# Extracted records
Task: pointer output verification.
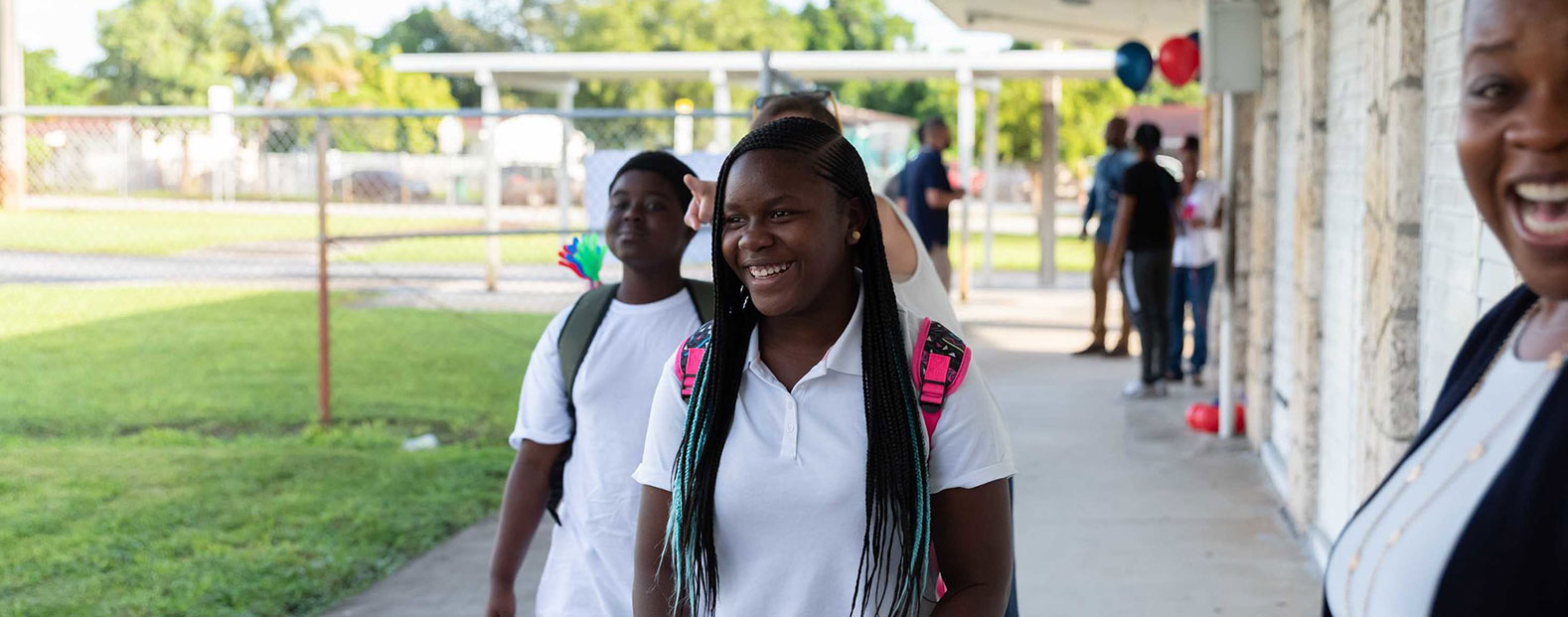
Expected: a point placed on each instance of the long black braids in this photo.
(897, 505)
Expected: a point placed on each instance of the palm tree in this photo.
(274, 52)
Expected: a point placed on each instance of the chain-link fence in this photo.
(450, 218)
(121, 157)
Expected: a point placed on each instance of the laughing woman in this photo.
(1475, 521)
(800, 480)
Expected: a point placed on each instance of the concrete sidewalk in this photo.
(1120, 508)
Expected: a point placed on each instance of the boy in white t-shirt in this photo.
(593, 423)
(1193, 257)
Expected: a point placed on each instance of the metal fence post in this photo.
(323, 331)
(490, 102)
(563, 179)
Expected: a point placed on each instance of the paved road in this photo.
(1122, 511)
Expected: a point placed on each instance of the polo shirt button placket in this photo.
(791, 421)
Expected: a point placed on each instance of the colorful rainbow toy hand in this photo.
(583, 255)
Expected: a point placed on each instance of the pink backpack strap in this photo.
(691, 361)
(941, 361)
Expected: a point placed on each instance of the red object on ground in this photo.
(1177, 60)
(1206, 417)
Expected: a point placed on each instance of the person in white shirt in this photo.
(751, 502)
(1193, 257)
(601, 426)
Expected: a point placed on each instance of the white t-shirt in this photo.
(792, 484)
(1198, 246)
(590, 565)
(1408, 572)
(924, 293)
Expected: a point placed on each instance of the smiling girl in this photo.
(800, 480)
(1475, 521)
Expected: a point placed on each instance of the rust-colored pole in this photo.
(323, 331)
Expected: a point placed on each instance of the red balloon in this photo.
(1206, 418)
(1177, 60)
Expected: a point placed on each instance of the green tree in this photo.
(442, 32)
(51, 84)
(271, 54)
(165, 52)
(383, 88)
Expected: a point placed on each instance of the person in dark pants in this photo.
(1142, 249)
(928, 193)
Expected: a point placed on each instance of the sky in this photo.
(73, 33)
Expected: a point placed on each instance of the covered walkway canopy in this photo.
(560, 73)
(1098, 22)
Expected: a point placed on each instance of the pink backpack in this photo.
(940, 366)
(941, 362)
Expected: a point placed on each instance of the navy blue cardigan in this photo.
(1511, 556)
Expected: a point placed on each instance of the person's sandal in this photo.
(1092, 350)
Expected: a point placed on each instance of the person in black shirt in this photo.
(1144, 235)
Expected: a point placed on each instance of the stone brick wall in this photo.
(1307, 296)
(1259, 236)
(1342, 241)
(1464, 269)
(1389, 367)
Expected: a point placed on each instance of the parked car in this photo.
(379, 187)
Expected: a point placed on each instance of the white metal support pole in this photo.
(1223, 296)
(993, 88)
(13, 129)
(563, 177)
(966, 157)
(490, 102)
(220, 105)
(1049, 132)
(721, 138)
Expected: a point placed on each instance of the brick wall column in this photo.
(1388, 413)
(1261, 233)
(1308, 268)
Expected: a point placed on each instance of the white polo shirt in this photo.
(792, 484)
(590, 565)
(1199, 246)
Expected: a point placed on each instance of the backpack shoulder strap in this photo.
(941, 361)
(689, 366)
(702, 293)
(577, 334)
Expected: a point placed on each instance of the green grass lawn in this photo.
(165, 233)
(1021, 252)
(159, 453)
(469, 249)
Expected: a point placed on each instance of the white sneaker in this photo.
(1139, 388)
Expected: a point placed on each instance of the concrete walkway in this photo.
(1122, 510)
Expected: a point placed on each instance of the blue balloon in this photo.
(1134, 65)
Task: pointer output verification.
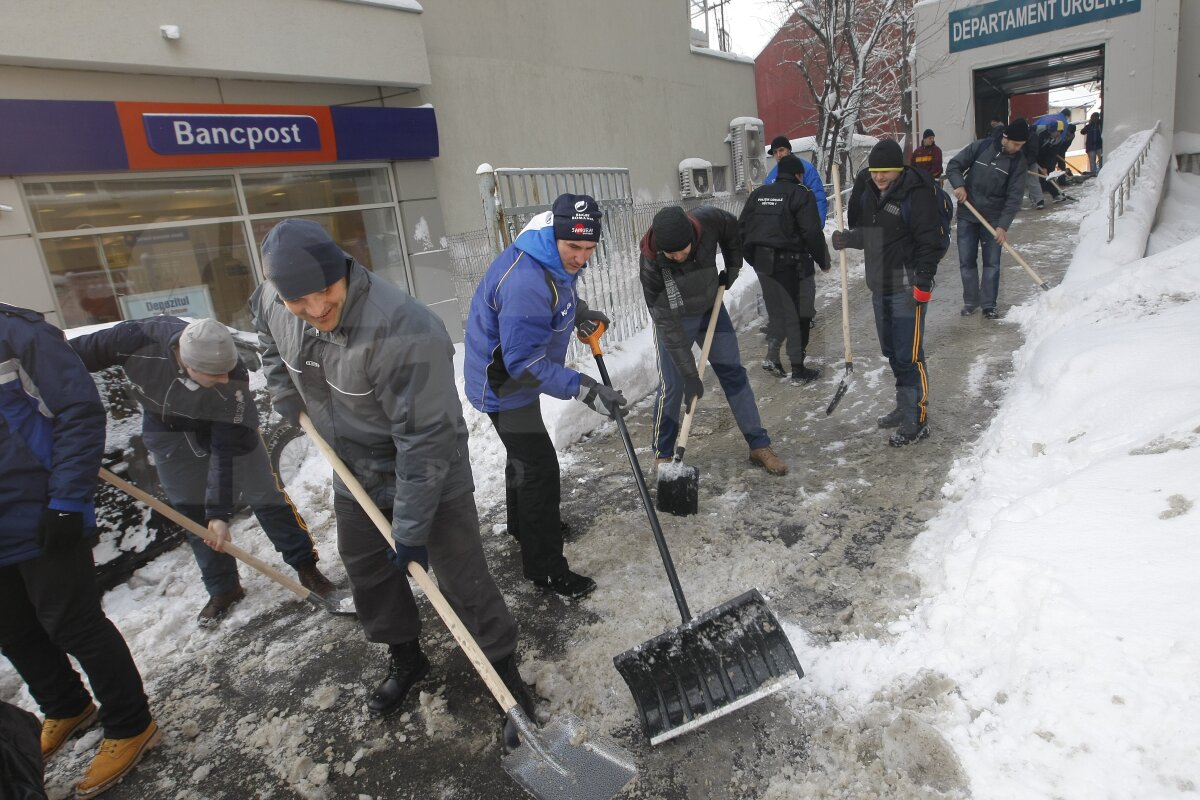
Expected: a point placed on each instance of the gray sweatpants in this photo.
(383, 596)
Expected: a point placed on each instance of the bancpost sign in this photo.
(1007, 19)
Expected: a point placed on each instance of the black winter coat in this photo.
(899, 252)
(784, 216)
(695, 280)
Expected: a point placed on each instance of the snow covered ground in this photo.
(1060, 583)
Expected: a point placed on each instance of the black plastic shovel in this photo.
(713, 663)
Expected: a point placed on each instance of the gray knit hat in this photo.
(207, 346)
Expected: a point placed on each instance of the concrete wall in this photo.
(574, 83)
(291, 40)
(1139, 71)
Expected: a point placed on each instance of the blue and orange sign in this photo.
(89, 136)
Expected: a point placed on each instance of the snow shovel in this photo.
(1037, 278)
(845, 301)
(713, 663)
(559, 762)
(339, 602)
(679, 483)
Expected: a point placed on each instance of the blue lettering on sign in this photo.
(175, 134)
(1007, 19)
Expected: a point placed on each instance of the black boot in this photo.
(507, 668)
(406, 666)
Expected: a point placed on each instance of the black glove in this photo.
(289, 408)
(59, 530)
(604, 400)
(406, 553)
(693, 389)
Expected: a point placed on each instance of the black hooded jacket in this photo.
(900, 232)
(695, 280)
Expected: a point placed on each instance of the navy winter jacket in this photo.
(52, 431)
(222, 420)
(520, 325)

# Written instruction
Copy out the lines of the items above, starting at the line containing "black shirt in this photo." and ending at the line containing "(1389, 367)", keeping every character unchanged.

# In response
Expected: a point placed on each instance of the person in black shirt in this photo.
(1144, 235)
Expected: a point placed on each instance of the stone brick wall in this photo.
(1307, 296)
(1259, 236)
(1342, 241)
(1464, 269)
(1389, 367)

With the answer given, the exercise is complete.